Task goal = List every line in the data below that contains the string "target", copying each line in full. Treat uppercase and lowercase letters as different when matching.

Outline labeling records

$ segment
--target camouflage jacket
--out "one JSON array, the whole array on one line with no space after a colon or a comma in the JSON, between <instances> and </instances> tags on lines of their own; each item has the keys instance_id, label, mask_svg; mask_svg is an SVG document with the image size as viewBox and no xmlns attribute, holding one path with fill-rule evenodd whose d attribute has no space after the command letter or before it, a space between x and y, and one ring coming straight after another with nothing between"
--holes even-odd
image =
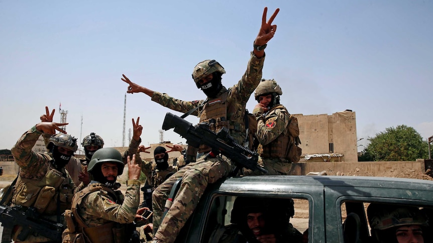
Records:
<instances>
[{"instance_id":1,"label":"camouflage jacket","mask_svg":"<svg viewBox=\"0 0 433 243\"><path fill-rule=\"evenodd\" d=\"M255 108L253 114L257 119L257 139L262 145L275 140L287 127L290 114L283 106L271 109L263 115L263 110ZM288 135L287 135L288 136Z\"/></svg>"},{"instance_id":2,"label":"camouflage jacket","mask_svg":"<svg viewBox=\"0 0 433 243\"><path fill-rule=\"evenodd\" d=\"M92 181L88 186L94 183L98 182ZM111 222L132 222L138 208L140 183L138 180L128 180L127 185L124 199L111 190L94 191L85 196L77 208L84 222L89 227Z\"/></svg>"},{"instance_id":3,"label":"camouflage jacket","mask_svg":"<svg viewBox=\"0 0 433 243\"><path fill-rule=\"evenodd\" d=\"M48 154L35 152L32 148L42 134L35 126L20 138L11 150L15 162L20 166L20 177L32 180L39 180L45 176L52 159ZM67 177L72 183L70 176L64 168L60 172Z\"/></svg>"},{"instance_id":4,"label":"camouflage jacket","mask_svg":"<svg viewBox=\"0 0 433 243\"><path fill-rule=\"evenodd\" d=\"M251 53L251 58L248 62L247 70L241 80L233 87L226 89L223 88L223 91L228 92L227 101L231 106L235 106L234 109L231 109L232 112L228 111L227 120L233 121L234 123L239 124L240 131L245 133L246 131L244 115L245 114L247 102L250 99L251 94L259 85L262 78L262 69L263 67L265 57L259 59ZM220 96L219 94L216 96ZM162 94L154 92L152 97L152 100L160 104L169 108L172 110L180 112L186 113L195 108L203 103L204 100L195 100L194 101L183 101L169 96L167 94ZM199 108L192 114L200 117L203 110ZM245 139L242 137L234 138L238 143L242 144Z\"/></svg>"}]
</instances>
...
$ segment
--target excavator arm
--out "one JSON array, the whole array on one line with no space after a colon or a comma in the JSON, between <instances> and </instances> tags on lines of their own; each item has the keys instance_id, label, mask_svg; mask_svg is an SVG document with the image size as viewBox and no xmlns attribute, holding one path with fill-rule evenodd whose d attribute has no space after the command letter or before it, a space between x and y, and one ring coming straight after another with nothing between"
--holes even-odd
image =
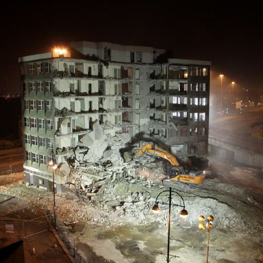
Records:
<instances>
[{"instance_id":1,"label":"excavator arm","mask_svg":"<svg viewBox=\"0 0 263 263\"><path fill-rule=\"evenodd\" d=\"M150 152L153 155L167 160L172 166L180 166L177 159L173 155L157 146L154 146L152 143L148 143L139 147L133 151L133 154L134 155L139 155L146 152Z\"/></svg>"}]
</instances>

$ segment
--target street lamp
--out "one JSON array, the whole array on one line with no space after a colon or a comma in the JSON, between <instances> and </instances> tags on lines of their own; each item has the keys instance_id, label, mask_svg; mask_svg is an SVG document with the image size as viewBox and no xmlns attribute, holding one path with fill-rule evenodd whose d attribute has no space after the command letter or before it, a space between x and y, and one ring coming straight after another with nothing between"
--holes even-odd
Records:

Solution for this exercise =
--target camouflage jacket
--target excavator arm
--target street lamp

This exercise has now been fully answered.